>> Begin ITEMS
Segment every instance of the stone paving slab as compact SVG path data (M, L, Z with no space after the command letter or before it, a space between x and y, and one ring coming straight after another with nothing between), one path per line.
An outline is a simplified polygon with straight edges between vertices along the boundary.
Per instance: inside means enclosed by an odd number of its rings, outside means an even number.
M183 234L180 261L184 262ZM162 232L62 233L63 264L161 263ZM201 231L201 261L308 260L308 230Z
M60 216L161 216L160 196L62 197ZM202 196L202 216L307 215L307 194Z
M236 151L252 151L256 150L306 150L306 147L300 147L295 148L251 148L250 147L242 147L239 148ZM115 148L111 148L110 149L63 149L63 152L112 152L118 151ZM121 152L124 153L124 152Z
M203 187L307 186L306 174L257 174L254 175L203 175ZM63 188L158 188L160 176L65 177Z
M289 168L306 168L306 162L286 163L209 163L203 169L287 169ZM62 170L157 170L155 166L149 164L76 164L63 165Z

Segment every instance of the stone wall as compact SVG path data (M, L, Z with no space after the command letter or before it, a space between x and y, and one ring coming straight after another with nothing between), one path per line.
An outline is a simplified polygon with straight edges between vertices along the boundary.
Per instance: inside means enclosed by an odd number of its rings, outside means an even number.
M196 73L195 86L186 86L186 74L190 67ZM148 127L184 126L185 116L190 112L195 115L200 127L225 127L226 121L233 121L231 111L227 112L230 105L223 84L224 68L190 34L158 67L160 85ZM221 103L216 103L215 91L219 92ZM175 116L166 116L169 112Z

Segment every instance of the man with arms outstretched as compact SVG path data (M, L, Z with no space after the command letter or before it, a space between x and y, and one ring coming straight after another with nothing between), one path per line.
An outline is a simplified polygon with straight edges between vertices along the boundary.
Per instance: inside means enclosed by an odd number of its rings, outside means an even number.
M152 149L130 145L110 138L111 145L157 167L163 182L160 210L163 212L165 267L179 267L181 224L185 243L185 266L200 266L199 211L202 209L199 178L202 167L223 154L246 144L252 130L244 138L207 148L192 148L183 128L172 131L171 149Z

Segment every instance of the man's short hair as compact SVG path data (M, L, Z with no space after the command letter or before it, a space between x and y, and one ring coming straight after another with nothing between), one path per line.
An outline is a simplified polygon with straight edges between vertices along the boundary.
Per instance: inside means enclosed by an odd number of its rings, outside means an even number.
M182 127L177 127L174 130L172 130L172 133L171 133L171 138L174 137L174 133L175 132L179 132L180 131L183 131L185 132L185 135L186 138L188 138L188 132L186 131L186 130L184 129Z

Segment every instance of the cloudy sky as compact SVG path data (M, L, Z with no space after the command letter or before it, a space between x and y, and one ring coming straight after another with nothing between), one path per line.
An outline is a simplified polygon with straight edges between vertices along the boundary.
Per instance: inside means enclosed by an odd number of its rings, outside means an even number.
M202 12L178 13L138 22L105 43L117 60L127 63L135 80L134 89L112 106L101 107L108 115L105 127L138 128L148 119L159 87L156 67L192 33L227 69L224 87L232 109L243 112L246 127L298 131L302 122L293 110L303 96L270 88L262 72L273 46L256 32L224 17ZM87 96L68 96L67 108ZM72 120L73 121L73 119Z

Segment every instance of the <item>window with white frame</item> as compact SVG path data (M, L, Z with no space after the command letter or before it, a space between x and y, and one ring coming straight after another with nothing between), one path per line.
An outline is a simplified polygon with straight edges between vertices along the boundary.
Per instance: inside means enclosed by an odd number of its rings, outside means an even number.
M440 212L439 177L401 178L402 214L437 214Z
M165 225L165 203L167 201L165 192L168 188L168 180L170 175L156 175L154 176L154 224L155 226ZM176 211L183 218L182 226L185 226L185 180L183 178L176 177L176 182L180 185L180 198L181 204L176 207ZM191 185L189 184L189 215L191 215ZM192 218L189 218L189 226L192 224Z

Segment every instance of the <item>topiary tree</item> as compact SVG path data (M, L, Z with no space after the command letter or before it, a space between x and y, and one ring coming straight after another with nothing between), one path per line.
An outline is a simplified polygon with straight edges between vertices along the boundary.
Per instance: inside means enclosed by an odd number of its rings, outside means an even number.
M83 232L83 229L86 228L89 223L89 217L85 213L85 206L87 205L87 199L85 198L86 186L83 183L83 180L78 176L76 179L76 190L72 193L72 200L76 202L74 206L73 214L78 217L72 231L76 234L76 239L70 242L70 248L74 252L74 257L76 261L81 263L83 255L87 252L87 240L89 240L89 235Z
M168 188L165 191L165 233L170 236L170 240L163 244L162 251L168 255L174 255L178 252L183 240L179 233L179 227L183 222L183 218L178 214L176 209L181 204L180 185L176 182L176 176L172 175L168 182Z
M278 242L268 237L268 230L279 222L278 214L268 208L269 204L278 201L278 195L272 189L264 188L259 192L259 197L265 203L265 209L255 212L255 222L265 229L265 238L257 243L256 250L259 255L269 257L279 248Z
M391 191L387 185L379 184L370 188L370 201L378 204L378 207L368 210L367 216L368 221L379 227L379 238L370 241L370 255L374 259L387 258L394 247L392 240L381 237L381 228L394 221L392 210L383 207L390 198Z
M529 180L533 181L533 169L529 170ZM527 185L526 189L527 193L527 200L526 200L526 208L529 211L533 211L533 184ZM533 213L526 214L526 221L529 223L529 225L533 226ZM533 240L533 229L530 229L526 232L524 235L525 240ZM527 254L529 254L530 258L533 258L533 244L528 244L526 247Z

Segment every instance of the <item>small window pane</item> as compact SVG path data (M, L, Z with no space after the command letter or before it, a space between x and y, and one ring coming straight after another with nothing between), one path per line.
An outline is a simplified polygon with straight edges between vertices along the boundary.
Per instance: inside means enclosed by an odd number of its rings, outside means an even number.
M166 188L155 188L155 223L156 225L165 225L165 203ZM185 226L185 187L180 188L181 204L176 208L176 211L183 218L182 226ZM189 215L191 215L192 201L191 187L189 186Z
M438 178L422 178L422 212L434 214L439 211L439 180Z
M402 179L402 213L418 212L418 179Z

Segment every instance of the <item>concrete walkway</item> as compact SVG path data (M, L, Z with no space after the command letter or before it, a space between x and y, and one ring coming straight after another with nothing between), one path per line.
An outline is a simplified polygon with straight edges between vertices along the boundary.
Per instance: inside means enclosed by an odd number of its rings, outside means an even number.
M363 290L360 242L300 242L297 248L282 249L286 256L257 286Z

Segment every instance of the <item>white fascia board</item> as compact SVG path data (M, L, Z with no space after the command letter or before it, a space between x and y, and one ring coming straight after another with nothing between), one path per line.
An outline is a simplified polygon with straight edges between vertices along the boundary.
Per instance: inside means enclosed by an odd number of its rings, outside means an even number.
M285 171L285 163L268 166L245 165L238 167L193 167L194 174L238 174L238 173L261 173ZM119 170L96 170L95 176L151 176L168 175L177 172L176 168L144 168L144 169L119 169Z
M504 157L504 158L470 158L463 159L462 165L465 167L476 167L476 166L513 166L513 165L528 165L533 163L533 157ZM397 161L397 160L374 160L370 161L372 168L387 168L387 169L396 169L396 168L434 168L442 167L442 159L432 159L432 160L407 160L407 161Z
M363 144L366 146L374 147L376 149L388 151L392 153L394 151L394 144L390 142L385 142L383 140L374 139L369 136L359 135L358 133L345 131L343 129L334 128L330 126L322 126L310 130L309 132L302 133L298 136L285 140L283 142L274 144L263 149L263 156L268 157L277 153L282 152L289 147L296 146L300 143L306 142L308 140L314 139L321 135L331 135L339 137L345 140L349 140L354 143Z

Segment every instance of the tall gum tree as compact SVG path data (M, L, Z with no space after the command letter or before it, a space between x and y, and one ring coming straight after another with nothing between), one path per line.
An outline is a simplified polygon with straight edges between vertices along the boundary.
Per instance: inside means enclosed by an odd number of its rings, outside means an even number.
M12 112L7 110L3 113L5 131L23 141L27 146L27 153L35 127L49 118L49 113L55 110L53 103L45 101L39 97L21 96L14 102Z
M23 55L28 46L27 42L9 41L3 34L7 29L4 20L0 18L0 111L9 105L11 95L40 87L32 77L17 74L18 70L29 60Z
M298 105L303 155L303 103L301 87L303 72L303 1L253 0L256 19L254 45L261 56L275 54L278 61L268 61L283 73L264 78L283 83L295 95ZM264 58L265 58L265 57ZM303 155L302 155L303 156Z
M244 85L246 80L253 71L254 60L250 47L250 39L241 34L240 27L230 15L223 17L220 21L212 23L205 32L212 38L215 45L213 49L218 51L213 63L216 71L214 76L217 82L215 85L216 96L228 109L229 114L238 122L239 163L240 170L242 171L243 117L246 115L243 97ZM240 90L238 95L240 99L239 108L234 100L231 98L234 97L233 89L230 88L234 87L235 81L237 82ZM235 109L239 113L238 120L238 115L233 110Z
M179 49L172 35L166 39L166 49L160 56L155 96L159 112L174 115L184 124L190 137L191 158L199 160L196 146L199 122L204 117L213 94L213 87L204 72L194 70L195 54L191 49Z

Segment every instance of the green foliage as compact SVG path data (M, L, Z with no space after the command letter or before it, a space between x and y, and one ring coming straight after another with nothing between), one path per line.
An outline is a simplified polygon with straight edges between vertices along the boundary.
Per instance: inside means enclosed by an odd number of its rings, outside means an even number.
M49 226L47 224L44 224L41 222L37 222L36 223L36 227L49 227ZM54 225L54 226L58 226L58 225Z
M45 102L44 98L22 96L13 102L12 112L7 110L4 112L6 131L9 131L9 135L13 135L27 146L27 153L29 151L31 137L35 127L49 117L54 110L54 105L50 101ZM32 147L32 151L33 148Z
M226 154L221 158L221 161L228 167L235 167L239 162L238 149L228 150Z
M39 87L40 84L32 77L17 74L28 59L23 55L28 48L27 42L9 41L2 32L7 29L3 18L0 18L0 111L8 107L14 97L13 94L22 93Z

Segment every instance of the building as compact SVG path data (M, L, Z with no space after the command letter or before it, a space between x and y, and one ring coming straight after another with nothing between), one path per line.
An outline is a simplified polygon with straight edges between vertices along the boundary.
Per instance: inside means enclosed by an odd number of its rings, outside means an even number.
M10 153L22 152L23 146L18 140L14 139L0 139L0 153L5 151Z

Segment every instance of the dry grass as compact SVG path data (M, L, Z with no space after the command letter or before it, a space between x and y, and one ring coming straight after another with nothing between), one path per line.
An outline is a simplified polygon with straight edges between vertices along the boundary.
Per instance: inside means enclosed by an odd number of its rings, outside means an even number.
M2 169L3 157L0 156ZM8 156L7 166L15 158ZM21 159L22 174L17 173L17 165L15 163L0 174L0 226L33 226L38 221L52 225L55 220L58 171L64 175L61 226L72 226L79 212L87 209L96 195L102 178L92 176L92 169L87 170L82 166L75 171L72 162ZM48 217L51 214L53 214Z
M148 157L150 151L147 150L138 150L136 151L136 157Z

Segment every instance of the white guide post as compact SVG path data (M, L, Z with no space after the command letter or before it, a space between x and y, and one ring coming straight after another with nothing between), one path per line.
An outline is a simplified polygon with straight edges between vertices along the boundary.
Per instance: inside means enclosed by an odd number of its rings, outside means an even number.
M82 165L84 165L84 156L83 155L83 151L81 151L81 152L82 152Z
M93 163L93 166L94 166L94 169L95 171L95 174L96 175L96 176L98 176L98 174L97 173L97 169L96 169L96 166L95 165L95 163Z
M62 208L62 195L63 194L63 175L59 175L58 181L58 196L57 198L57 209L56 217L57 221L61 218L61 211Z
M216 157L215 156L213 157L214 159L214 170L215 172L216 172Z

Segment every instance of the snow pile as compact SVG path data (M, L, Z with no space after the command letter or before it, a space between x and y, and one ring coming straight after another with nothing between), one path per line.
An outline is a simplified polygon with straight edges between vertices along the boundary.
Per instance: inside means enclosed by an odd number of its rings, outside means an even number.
>> End ITEMS
>> Begin ITEMS
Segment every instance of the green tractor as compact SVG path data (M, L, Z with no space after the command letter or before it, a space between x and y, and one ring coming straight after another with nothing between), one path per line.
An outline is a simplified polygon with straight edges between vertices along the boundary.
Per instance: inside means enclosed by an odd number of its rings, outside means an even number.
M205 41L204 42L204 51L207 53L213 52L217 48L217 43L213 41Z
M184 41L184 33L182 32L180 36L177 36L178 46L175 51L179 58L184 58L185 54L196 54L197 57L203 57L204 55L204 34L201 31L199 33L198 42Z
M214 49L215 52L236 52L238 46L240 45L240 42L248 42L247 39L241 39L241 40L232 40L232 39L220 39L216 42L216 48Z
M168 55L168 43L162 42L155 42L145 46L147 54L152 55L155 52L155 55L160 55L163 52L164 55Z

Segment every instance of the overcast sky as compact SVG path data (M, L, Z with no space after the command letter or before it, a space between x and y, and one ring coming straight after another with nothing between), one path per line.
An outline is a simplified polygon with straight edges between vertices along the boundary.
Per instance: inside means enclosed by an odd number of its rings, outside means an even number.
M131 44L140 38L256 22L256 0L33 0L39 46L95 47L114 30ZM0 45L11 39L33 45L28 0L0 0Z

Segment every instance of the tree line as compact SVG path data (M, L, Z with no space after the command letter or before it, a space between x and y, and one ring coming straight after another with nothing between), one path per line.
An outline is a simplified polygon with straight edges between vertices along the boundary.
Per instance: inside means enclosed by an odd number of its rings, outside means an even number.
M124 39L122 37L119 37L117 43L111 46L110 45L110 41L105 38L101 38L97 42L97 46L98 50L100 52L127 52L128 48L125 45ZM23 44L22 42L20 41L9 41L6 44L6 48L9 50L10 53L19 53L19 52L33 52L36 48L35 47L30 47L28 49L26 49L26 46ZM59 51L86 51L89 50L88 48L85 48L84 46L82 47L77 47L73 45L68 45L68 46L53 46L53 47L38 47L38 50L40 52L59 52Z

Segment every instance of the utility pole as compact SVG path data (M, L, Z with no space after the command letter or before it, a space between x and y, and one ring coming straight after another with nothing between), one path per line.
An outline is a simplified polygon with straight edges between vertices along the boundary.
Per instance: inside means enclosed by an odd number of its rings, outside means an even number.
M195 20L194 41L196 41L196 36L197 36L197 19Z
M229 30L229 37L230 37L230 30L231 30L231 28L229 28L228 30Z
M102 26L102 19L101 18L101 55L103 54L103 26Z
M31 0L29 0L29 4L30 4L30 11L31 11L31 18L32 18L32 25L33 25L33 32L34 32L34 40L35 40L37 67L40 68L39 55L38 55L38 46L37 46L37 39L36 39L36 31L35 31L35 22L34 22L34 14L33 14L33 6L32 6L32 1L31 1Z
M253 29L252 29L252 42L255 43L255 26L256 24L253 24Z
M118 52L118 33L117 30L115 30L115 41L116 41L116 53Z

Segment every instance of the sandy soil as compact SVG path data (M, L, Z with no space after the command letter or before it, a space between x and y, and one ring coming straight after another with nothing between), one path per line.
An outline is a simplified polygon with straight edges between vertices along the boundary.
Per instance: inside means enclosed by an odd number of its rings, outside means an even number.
>> End ITEMS
▶ _SET EXERCISE_: Please output everything from the line containing "Segment every instance of the utility" down to the line containing "M102 26L102 19L101 18L101 55L103 54L103 26Z" as a JSON list of strings, one per line, leaving out blank lines.

▶ _COMPLETE ANSWER_:
[
  "Segment every instance of the utility pole as compact SVG path data (M, L, Z with no space after the command letter or before it, a space between x and y, and one ring coming straight after another with nothing between), one path per line.",
  "An outline is a simplified polygon with straight edges between vertices along the boundary.",
  "Per instance: inside means enclosed by an odd number of its rings, outside means an even number.",
  "M195 20L194 41L196 41L196 36L197 36L197 19Z",
  "M229 30L229 37L230 37L230 30L231 30L231 28L229 28L228 30Z",
  "M102 26L102 19L101 18L101 55L103 54L103 26Z"
]